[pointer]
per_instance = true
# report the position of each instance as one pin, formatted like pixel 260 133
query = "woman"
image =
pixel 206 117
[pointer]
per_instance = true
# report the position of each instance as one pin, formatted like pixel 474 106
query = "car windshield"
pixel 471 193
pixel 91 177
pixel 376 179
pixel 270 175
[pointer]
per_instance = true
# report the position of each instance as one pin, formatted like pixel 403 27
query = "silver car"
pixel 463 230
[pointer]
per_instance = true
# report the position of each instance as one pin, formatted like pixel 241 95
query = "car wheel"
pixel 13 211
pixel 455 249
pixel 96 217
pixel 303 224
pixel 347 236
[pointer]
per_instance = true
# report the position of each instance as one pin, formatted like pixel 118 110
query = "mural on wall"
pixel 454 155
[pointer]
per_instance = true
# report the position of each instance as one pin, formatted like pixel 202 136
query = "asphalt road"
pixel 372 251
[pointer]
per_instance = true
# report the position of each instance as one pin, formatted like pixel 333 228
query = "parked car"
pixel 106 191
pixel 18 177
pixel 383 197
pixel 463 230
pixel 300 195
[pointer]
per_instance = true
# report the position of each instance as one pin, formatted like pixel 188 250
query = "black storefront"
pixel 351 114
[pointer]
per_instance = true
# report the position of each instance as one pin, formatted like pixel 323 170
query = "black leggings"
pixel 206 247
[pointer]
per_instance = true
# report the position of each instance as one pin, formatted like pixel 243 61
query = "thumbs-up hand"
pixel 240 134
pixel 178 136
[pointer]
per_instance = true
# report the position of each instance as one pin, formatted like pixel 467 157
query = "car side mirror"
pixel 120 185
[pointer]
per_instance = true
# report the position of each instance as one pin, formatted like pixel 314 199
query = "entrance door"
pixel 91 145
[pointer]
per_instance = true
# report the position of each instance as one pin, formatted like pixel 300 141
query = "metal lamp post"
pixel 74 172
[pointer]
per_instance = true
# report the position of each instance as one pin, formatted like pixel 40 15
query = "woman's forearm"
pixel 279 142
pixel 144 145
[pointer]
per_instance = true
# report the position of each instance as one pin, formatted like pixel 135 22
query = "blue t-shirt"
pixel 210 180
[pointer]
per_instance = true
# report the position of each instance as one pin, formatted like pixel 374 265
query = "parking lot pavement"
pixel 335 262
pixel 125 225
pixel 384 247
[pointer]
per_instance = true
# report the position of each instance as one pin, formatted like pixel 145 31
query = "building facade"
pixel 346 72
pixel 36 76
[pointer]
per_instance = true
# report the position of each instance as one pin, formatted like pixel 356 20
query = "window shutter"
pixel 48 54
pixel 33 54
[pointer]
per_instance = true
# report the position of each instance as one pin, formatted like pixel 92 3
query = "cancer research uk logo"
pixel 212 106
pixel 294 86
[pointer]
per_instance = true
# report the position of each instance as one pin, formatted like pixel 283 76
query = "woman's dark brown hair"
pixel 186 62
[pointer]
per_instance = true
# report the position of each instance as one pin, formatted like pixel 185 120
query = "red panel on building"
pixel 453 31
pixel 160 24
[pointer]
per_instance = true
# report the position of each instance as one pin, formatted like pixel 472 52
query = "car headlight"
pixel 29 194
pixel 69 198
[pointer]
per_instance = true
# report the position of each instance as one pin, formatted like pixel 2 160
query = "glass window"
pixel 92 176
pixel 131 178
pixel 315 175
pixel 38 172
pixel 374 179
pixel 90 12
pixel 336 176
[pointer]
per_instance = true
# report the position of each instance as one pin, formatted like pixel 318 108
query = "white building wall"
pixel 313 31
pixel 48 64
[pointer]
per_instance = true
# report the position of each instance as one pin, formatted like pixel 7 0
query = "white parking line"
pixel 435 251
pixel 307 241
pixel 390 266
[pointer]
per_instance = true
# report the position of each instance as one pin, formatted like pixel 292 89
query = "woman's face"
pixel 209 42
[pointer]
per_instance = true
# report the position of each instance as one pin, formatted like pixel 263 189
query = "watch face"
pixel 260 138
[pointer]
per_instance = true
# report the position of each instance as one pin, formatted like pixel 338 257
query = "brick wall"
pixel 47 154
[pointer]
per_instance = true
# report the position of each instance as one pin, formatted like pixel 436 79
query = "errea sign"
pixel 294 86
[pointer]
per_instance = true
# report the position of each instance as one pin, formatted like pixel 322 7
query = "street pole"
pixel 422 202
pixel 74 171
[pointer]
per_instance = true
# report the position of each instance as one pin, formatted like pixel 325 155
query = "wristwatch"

★ ★ ★

* _WRITTEN INSTRUCTION_: Print all of the rows above again without any change, keeping their original order.

* _IN RESPONSE_:
[pointer]
per_instance = true
# report the position of each instance as one pin, formatted like pixel 260 133
query = "woman"
image =
pixel 206 117
[pointer]
per_instance = true
# report the position of each instance as one pin, formatted like pixel 474 106
query = "car windshield"
pixel 471 193
pixel 91 177
pixel 376 179
pixel 270 175
[pointer]
per_instance = true
# report the position of each instance as one pin, formatted like pixel 403 27
query = "silver car"
pixel 463 230
[pointer]
per_instance = true
# report the position of each instance as one pin, formatted like pixel 241 95
query = "car wheel"
pixel 13 211
pixel 455 249
pixel 96 217
pixel 303 224
pixel 347 236
[pointer]
per_instance = true
# report the position of each instance as one pin, formatted like pixel 118 110
query = "mural on wall"
pixel 454 155
[pointer]
per_instance = true
# report the position of each instance as one pin, formatted like pixel 202 136
query = "asphalt road"
pixel 372 251
[pointer]
per_instance = true
# report the position of each instance as one pin, formatted like pixel 333 228
query = "parked car"
pixel 106 191
pixel 18 177
pixel 383 197
pixel 463 230
pixel 300 195
[pointer]
per_instance = true
# report the position of each instance as one pin, formatted like pixel 188 250
query = "black storefront"
pixel 351 114
[pointer]
per_instance = true
# report the position of each instance as one pin, formatted like pixel 323 170
query = "black leggings"
pixel 206 247
[pointer]
per_instance = true
# report the position of each instance as one pin, formatted like pixel 243 61
query = "thumbs-up hand"
pixel 240 134
pixel 178 136
[pointer]
per_instance = true
# report the position of each instance as one pin, formatted like pixel 467 157
query = "car side mirror"
pixel 120 185
[pointer]
per_instance = true
# report the position of each instance as one pin, formatted like pixel 314 199
query = "entrance door"
pixel 91 145
[pointer]
per_instance = true
# report the position of each instance as one pin, formatted like pixel 300 141
query = "metal lamp post"
pixel 74 172
[pointer]
per_instance = true
# report the position of each instance as one pin, formatted like pixel 40 15
query = "woman's forearm"
pixel 279 142
pixel 144 145
[pointer]
per_instance = true
# report the position of each instance as one pin, formatted like pixel 135 22
query = "blue t-shirt"
pixel 210 180
[pointer]
per_instance = true
# report the position of each instance as one pin, formatted like pixel 374 265
query = "parking lot pavement"
pixel 335 262
pixel 125 225
pixel 384 247
[pointer]
per_instance = true
# report the position of each instance as one pin, formatted like pixel 145 31
query = "building facade"
pixel 346 72
pixel 36 76
[pointer]
per_instance = true
# report the position of each instance as one pin, formatted like pixel 356 20
query = "window shutter"
pixel 48 54
pixel 33 54
[pointer]
per_instance = true
# report the position of each instance as one pin, formatted like pixel 92 3
query = "cancer research uk logo"
pixel 212 106
pixel 294 86
[pointer]
per_instance = true
# report the position of each instance as one pin, formatted like pixel 283 76
query = "woman's dark brown hair"
pixel 186 62
[pointer]
per_instance = true
# report the position of each instance as one pin, formatted like pixel 185 120
query = "red panel on building"
pixel 453 31
pixel 160 24
[pointer]
per_instance = true
# report the position of each instance as one pin, formatted like pixel 472 52
query = "car headlight"
pixel 29 194
pixel 69 198
[pointer]
per_instance = true
# report the position of each instance as one pin, formatted like pixel 2 160
query = "glass window"
pixel 92 176
pixel 131 178
pixel 315 175
pixel 38 172
pixel 374 179
pixel 90 12
pixel 336 176
[pointer]
per_instance = true
# report the position of each instance as one pin, formatted like pixel 318 108
query = "white building wall"
pixel 313 31
pixel 48 64
[pointer]
per_instance = true
# report the position of each instance as one pin, formatted like pixel 7 0
query = "white parking line"
pixel 435 251
pixel 307 241
pixel 390 266
[pointer]
per_instance = true
# report the position of each instance as one pin, formatted like pixel 292 89
query = "woman's face"
pixel 209 42
[pointer]
per_instance = true
# report the position of each instance as one pin, formatted like pixel 263 189
query = "watch face"
pixel 260 138
[pointer]
per_instance = true
# report the position of each instance as one pin, formatted like pixel 338 257
query = "brick wall"
pixel 47 154
[pointer]
per_instance = true
# report the position of each instance as one pin, formatted like pixel 436 79
query = "errea sign"
pixel 294 86
[pointer]
per_instance = true
# report the position of each instance as one pin, formatted like pixel 322 7
query = "street pole"
pixel 422 202
pixel 74 171
[pointer]
per_instance = true
# report the position of each instance as one pin, formatted like pixel 325 155
query = "wristwatch"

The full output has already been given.